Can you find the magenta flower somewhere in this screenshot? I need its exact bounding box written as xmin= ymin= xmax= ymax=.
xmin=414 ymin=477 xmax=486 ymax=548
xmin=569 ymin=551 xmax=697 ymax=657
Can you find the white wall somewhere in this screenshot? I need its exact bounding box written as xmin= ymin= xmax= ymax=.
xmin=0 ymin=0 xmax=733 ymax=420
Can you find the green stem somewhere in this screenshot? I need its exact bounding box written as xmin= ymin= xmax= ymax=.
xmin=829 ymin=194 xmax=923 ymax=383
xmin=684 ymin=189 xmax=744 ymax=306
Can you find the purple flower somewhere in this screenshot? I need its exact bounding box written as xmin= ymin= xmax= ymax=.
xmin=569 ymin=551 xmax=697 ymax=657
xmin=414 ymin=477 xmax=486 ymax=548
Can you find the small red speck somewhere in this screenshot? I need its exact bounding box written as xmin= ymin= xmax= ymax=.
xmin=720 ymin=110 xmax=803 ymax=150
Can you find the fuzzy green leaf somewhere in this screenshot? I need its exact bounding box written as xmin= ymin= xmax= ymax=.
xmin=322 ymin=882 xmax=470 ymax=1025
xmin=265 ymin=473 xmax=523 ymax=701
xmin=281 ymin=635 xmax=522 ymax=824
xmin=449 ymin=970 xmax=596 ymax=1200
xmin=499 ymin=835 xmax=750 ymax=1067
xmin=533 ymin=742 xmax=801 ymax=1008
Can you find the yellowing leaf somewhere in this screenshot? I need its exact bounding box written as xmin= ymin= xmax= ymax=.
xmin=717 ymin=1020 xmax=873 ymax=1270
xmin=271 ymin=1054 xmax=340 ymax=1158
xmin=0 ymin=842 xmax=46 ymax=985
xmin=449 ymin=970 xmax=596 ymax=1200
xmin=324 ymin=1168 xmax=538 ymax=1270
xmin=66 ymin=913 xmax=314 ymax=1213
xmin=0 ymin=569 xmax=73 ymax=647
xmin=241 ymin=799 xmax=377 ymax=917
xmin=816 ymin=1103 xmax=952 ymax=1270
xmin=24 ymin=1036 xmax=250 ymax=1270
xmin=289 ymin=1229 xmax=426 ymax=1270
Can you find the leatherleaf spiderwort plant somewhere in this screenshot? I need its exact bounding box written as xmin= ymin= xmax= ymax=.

----------

● Written exercise
Reproduce all of the material above word for word, line by line, from the first line through the last.

● The solution
Can you find the magenta flower somewhere in this screenshot? I need its exact bounding box written as xmin= ymin= xmax= ymax=.
xmin=414 ymin=477 xmax=486 ymax=548
xmin=569 ymin=551 xmax=697 ymax=657
Can you find the white wall somewhere in this screenshot? I need its exact bounding box written as xmin= ymin= xmax= ymax=.
xmin=0 ymin=0 xmax=733 ymax=420
Can you find the green stem somewhere in this screenshot? I need its exact bounding box written as xmin= ymin= xmax= ymax=.
xmin=829 ymin=194 xmax=923 ymax=383
xmin=684 ymin=189 xmax=744 ymax=306
Can you find the purple flower somewhere in this screenshot? I need its exact bounding box written as xmin= ymin= xmax= ymax=.
xmin=569 ymin=551 xmax=697 ymax=657
xmin=414 ymin=477 xmax=486 ymax=548
Can you find the small red speck somewhere in this screenshot? I need its exact bounding box written as xmin= ymin= xmax= ymax=.
xmin=720 ymin=110 xmax=803 ymax=150
Can you find the fuzzy green leaf somewhere in this screenshot? I need its exact bounding box written as xmin= ymin= xmax= ymax=.
xmin=322 ymin=882 xmax=470 ymax=1025
xmin=265 ymin=473 xmax=523 ymax=701
xmin=281 ymin=635 xmax=522 ymax=824
xmin=449 ymin=970 xmax=596 ymax=1200
xmin=499 ymin=835 xmax=750 ymax=1067
xmin=533 ymin=742 xmax=801 ymax=1008
Can you find the yellowing leaf somewhere in this screenshot? I need its exact bounding box written as xmin= ymin= xmax= ymax=.
xmin=717 ymin=1020 xmax=873 ymax=1270
xmin=271 ymin=1054 xmax=340 ymax=1158
xmin=0 ymin=842 xmax=46 ymax=985
xmin=449 ymin=970 xmax=596 ymax=1200
xmin=324 ymin=1168 xmax=538 ymax=1270
xmin=66 ymin=913 xmax=314 ymax=1213
xmin=0 ymin=569 xmax=73 ymax=647
xmin=241 ymin=799 xmax=377 ymax=917
xmin=816 ymin=1103 xmax=952 ymax=1270
xmin=24 ymin=1036 xmax=250 ymax=1270
xmin=289 ymin=1229 xmax=426 ymax=1270
Can you find the leatherleaf spiderwort plant somewhere in this screenshot? I need its exact bounding box written as xmin= ymin= xmax= ymax=.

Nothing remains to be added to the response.